_RECORDED INFORMATION_.

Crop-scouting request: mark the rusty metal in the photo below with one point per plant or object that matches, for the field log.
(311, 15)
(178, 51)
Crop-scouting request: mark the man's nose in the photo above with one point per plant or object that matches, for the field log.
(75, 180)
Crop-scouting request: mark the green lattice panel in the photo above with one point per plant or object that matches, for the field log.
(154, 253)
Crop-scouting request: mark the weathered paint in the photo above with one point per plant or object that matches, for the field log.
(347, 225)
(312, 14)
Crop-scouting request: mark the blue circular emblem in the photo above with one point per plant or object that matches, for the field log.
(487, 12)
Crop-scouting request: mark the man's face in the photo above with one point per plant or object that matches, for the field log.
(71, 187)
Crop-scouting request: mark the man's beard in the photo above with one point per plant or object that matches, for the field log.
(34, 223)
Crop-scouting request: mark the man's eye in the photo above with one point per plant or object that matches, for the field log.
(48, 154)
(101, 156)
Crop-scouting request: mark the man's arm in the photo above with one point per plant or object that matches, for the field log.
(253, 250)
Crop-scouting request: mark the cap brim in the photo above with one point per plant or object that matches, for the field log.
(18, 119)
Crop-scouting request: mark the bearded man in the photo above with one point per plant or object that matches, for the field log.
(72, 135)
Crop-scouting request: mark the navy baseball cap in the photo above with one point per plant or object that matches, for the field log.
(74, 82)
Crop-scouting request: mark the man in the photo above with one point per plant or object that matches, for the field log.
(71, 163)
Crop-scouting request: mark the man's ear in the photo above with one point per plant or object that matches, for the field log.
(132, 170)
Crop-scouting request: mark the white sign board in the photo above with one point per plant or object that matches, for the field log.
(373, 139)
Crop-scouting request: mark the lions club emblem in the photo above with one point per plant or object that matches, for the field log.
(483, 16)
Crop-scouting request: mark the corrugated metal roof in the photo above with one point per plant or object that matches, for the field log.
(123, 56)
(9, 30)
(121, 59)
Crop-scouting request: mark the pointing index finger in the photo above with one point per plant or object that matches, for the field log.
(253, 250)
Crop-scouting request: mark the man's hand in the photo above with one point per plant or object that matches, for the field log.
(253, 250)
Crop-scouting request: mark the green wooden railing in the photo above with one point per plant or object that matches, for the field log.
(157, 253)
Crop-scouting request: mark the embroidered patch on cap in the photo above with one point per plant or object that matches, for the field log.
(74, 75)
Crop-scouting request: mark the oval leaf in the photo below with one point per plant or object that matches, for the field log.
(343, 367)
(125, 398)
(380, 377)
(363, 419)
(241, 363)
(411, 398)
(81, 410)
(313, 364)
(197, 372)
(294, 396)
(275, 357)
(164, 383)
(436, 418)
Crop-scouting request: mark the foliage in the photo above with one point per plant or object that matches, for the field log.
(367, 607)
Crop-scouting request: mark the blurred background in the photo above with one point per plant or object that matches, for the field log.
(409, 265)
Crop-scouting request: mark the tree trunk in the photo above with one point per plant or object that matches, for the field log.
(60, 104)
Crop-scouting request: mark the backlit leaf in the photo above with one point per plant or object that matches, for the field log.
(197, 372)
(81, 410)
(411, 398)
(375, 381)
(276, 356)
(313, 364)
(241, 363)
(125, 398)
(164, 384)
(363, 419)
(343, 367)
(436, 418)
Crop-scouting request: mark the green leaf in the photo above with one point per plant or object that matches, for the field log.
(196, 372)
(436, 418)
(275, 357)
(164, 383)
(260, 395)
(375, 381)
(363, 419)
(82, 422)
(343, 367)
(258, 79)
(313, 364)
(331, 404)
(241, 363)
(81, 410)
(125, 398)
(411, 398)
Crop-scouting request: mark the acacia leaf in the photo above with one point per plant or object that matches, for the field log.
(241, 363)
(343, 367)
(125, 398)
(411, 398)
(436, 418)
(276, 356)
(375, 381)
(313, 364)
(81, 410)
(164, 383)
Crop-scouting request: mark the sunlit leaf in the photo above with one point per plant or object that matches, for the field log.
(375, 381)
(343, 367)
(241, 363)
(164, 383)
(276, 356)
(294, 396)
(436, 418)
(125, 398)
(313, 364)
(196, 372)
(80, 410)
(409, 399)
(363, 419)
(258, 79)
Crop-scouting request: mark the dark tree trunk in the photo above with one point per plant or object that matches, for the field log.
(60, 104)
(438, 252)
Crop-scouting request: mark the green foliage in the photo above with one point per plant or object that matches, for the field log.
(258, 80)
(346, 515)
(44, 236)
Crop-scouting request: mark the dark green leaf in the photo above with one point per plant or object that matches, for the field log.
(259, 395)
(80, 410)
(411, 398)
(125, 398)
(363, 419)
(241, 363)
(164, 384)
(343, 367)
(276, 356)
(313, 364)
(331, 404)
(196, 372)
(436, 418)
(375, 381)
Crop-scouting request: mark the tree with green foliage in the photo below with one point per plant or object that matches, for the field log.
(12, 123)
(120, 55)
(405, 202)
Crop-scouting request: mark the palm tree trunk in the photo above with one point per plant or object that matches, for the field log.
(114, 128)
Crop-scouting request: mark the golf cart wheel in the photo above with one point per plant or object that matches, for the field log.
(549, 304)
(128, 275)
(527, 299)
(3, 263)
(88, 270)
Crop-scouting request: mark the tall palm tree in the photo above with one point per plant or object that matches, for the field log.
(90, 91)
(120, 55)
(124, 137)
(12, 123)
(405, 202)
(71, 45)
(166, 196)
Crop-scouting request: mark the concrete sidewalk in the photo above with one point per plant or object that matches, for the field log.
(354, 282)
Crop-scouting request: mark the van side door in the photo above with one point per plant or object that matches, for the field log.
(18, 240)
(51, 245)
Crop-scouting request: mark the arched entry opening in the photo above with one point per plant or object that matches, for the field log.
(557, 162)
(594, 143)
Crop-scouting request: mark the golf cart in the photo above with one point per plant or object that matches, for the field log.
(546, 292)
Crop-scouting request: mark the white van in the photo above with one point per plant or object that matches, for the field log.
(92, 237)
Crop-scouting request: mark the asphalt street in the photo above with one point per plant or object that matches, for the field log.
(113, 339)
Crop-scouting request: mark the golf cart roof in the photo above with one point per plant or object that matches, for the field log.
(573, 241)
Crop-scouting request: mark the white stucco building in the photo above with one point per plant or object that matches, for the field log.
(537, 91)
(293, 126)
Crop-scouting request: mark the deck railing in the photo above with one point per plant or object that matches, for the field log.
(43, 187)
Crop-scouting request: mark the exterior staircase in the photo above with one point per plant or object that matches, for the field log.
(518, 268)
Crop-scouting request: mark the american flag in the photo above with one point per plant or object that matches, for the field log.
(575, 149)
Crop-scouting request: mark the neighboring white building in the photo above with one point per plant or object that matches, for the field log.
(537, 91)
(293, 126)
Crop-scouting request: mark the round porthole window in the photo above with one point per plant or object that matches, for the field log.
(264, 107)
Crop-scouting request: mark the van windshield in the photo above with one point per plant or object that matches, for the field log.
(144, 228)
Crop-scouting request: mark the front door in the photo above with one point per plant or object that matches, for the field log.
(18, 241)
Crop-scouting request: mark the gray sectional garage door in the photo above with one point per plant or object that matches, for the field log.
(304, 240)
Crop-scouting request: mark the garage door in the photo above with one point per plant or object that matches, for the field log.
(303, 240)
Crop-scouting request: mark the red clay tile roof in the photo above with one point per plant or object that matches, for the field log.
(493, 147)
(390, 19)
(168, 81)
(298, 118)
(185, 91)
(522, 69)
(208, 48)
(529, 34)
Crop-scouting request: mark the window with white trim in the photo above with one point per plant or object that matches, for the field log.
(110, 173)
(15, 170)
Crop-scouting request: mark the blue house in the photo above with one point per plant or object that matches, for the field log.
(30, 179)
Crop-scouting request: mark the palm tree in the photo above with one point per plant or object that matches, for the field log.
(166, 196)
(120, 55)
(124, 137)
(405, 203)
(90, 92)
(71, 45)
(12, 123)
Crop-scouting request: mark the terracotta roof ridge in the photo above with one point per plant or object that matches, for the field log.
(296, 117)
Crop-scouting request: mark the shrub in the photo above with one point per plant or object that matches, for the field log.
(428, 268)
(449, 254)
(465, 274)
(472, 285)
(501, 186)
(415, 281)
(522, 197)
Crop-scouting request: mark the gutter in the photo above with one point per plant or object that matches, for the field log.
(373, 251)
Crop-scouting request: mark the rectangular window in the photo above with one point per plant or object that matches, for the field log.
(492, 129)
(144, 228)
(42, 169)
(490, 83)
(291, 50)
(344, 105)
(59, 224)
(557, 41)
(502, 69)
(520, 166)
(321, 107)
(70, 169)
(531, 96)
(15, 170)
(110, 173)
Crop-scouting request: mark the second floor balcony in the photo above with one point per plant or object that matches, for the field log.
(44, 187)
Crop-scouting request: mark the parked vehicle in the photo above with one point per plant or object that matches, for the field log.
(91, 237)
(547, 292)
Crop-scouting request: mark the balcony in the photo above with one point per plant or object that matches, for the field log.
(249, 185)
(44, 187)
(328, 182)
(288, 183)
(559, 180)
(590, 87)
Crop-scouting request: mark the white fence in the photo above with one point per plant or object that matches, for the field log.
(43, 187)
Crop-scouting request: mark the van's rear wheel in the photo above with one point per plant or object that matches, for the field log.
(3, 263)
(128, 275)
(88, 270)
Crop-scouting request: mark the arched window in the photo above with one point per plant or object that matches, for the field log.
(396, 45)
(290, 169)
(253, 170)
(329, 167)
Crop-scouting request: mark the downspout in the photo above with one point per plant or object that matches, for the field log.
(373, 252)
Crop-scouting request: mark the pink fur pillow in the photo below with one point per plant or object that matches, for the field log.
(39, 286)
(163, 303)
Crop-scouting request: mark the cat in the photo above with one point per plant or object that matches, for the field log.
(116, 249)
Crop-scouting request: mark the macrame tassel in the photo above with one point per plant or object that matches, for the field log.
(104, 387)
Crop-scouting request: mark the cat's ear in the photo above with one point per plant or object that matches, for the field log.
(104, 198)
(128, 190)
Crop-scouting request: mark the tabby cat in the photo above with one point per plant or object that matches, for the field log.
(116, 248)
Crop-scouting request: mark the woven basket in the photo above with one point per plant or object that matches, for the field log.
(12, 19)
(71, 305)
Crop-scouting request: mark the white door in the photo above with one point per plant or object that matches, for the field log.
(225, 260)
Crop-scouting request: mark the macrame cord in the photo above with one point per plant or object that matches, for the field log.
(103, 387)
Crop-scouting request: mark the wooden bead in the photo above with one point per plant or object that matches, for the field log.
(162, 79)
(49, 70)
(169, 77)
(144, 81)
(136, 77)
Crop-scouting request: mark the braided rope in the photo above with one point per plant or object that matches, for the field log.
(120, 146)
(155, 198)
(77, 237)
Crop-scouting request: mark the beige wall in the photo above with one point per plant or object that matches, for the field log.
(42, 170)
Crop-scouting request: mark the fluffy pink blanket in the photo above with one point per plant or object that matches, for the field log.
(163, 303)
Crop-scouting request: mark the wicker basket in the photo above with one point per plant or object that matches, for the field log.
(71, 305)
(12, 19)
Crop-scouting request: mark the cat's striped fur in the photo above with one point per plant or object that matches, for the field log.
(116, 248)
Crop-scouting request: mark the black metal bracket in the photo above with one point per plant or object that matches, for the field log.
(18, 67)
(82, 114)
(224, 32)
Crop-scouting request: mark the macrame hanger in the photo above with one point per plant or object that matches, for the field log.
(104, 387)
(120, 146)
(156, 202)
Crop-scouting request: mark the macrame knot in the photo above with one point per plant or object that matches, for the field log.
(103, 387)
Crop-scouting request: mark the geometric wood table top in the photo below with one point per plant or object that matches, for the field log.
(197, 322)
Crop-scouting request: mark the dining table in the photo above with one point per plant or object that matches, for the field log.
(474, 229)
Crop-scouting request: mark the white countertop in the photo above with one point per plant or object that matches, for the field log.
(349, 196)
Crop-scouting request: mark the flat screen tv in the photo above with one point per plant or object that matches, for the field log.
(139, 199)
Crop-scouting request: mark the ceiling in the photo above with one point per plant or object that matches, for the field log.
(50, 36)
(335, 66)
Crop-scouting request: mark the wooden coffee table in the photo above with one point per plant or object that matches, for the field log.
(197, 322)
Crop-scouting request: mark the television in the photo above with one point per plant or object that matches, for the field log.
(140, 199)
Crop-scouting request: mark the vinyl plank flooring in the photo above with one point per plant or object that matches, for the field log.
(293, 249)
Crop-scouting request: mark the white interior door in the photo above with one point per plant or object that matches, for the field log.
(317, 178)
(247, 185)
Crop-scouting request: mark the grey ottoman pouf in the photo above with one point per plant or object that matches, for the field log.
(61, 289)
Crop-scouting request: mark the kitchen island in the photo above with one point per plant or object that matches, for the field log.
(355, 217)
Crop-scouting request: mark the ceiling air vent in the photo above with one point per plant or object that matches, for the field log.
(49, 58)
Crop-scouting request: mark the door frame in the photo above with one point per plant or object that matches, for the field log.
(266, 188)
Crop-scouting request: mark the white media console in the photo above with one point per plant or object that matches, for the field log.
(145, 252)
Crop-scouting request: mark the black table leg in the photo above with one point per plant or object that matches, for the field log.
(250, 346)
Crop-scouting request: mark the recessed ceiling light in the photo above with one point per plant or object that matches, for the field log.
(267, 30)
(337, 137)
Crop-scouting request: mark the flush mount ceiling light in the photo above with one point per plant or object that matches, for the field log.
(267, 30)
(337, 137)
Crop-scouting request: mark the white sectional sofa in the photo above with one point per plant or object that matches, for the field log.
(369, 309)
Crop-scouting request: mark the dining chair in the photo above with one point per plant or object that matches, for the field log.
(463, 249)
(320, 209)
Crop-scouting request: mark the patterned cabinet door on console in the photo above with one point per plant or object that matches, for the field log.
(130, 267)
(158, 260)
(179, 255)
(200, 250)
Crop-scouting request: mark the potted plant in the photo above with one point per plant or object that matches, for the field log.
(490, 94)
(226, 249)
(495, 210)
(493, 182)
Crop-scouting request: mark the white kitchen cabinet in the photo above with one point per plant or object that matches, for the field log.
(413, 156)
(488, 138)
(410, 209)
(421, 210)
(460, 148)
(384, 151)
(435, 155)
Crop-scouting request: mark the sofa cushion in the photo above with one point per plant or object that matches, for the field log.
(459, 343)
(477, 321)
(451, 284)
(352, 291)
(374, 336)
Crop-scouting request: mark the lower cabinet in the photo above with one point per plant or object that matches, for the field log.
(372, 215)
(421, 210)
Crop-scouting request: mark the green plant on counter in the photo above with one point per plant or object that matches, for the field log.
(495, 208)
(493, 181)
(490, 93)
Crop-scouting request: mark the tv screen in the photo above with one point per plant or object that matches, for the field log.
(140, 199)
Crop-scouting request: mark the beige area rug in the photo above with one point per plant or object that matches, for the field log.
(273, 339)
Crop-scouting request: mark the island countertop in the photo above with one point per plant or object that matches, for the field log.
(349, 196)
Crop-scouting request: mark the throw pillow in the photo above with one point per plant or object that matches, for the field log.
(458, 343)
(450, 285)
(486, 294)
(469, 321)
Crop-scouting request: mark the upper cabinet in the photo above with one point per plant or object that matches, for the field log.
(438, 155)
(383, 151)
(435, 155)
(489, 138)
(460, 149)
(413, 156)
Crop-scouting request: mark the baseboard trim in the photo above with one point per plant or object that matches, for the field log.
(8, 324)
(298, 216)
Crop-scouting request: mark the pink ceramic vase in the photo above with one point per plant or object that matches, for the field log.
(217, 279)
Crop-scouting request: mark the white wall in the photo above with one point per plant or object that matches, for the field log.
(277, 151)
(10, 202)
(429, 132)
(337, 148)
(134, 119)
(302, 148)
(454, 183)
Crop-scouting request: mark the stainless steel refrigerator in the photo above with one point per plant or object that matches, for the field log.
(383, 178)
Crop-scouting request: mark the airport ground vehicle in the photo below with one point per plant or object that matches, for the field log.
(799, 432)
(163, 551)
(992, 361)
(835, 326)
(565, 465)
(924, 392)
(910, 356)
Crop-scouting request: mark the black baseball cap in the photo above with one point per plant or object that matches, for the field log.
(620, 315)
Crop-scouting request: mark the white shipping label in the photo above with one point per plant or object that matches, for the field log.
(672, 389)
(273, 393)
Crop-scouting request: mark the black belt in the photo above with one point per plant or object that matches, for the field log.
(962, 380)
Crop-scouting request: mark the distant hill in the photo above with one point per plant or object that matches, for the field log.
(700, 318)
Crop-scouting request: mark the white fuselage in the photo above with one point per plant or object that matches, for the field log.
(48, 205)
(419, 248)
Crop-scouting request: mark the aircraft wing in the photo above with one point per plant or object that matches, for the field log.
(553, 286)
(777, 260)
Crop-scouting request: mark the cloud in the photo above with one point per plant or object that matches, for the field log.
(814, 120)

_WHAT IS EXPECTED_.
Copy out, unchanged, everything from the line containing "Crop-scouting request: mark the distant" down to the last line of the records above, including both of those lines.

_OUTPUT BELOW_.
Crop-scouting request: mark the distant hill in the photo above with one point per plant or object that matches, for the field log.
(700, 318)
Crop-scouting request: mark the white fuselage in the photo above with one point per plant or object that matches, for the field log.
(48, 205)
(419, 248)
Crop-scouting request: mark the aircraft wing in the photo above with one point per plant or object that matches, for the field log.
(553, 286)
(777, 260)
Crop-scouting request: mark the cloud in the photo above with one point per plant or object that matches, for the field log.
(814, 120)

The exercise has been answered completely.